WHAT THE TASK REQUIRES
Continue the passage below on evidence-based medical equipment management, starting right after its last sentence.

EXCERPTED PASSAGE
------------------------------
Evidence-based medical equipment management: a convenient implementation

The first step was to identify the classes of equipment as a target for the focused research analysis.

It was decided to give relevance to the most numerous and critical devices. The choice was restricted to classes of equipment with more than 40 units belonging to the two aforementioned departments. Table 1 shows the 13 selected classes with the device type in the first column and the quantity in the second. We analysed technical reports on CM and SM activities, including preventive maintenance, electrical safety tests and quality control. Table 1 also shows the number of CM and SM WOs in the third and fourth columns. The rightmost three columns show how many pieces of equipment are in use in surgery departments and intensive care units, as well as the related CM and SM work orders.

A total of 14.06% of the data were excluded from the analysis because the related reports lacked enough information for a proper classification.

The purpose of classifying the maintenance operations was to analyse and monitor the types of performed operations. The number of CM cases corresponds to the number of failures that occurred (except for false failures, NPF). The same codes used in [21] are used to identify each failure type summarized in Table 2. Each individual CM and SM technical report was carefully analysed so that the many failures that occur each year could be catalogued. In ambiguous cases, when there was a possible correspondence of two or more codes with the same failure, the most appropriate code was selected through careful analysis performed in cooperation with CE technicians and staff.

The UNI EN 15341:2007 standard [19] describes a system for managing KPIs to measure maintenance performance as influenced by key maintenance factors and to assess and improve efficiency and effectiveness. The standard is applicable to many industrial and technical sectors. The maintenance of medical devices must ensure equipment availability and reliability (linked to the safety of the device).

The standard suggests that the KPIs be structured into three groups to measure every aspect of the maintenance process. A thorough review of the literature led to the selection of the three groups below to match the CE department’s data and requirements. These KPIs are as follows:

Taking into account the criteria suggested by the above standard, as well as the analysed literature and our personal knowledge and needs from the field, we designed a set of 20 KPIs, which are thoroughly described in Table 3 below. The table summarizes the information on the chosen indicators: their name, the type of indicator (financial, organizational or technological), the mathematical definition and the rationale behind it. Moreover, the table indicates which activities are pertinent to each indicator, between CM and SM. Internal maintenance (IM) and/or external maintenance (EM) activities are indicated for each indicator as well. The identified indicators were calculated for each year from 2012 to 2016 for each of the 13 chosen equipment classes to obtain the overall behaviour and evolution of each indicator over time.

The set of 20 indicators in Table 3 not only come from the UNI EN 15341 standard but also are intended as a novel research result of our study.

To further clarify the indicator concepts of downtime and uptime, the European standard EN 13306:2010 was used as a reference [18]. Downtime is the time interval throughout which an item is not capable of performing its function. Uptime is the time interval throughout which an item is fully functional. The well-known mean time to restoration (MTTR) and mean time between failures (MTBF) are the average times to restoration of function and the average time between consecutive failures, respectively.
------------------------------
DATASET EXCERPTS
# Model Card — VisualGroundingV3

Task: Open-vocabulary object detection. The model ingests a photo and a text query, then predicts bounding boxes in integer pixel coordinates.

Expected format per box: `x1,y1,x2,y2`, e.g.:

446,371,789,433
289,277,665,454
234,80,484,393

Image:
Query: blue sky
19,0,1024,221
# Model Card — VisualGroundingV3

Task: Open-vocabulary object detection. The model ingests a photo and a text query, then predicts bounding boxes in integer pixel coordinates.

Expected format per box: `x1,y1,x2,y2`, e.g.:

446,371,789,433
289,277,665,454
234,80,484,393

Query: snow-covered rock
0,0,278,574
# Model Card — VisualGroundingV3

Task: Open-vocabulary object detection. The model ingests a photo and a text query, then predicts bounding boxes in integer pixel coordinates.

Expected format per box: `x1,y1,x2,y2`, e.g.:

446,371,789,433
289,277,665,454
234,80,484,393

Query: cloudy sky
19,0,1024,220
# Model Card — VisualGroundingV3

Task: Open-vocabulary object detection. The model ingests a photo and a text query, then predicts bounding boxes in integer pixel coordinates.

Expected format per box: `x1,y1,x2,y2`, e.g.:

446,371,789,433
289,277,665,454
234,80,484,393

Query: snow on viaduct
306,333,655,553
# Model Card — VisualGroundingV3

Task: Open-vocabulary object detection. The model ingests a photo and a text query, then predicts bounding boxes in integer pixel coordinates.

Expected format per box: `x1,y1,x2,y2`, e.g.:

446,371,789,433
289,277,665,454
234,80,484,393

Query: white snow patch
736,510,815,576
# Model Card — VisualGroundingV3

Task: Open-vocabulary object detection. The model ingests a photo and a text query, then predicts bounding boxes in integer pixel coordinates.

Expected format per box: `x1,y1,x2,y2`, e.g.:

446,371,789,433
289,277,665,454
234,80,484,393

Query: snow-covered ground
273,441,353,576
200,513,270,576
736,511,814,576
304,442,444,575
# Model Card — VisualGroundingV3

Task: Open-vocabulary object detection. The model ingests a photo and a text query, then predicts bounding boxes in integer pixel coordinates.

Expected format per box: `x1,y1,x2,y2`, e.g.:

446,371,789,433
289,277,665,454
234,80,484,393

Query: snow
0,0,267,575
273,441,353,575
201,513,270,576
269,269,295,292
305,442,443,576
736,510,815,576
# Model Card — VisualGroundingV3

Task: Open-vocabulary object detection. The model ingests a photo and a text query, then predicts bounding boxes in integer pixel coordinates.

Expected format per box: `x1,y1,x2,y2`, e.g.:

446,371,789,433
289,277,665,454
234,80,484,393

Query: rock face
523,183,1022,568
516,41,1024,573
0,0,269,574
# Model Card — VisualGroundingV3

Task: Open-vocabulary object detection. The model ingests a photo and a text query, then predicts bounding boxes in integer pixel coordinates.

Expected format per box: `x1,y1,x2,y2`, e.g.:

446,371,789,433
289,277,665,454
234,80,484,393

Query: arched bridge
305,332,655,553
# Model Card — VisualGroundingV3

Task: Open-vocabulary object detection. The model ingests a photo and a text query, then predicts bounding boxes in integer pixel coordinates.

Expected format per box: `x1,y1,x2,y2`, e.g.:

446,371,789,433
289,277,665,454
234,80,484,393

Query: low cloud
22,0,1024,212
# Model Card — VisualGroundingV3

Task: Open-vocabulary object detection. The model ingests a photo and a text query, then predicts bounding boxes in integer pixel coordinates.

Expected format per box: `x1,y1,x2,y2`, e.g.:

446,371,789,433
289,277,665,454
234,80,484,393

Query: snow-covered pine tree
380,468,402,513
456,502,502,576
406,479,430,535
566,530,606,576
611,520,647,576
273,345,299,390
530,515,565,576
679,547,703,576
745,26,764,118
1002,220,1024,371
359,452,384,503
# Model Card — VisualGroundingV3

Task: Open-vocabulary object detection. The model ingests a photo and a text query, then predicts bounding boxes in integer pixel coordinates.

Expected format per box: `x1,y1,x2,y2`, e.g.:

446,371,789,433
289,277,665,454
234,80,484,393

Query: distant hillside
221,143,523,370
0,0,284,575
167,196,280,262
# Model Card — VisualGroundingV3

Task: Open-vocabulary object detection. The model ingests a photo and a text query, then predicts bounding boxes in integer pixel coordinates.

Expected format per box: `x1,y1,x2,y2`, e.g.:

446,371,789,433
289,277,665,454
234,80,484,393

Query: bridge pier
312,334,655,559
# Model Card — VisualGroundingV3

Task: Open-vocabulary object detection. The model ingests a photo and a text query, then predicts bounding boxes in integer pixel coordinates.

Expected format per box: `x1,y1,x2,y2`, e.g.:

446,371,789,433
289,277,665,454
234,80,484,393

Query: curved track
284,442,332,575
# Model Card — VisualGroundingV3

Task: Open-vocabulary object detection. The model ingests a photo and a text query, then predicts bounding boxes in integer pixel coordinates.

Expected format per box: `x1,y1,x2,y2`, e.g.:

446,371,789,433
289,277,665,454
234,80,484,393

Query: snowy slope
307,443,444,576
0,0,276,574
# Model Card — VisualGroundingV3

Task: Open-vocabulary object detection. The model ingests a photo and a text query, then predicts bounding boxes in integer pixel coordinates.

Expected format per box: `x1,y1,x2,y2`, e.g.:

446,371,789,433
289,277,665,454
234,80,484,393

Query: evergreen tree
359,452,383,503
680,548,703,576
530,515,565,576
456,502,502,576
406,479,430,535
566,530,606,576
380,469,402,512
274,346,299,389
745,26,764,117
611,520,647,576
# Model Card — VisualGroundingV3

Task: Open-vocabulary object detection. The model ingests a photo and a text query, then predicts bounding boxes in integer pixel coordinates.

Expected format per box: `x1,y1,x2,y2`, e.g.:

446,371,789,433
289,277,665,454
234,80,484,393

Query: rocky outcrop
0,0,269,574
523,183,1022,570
------------------------------
RESPONSE BOX
With regard to the financial indicators, the acquisition cost (used in KPI-15) was derived from the tables showing the purchase value estimates for each equipment class supplied by the CE department in 2014, increased by 20%. Furthermore, a 2% increase or decrease was estimated for the years subsequent to and prior to 2014, respectively. The acquisition costs reached for each class were multiplied by the annual number of each class. The decision to use purchase value estimates was justified, as indicated in the literature [8], by the fact that the purchase cost of each individual device represents only the initial portion of the total cost of ownership of that device. The total cost of ownership comprises several cost items, such as contracts, spare parts, accessories, consumables and instruments used to perform test measurements.

To calculate total maintenance costs, only the cost items clearly linked to each device were considered. Therefore, the total maintenance cost was calculated using these cost items:

The histograms in Fig. 2 show the distribution of failure codes obtained from CM and SM WOs, which were related to surgical tables, telemetry equipment, electro-surgery units and defibrillators. The graphs obtained through the analysis of CM WOs are in the first column. The graphs from SM WOs are in the second column. Details are sometimes shown for a better data comprehension.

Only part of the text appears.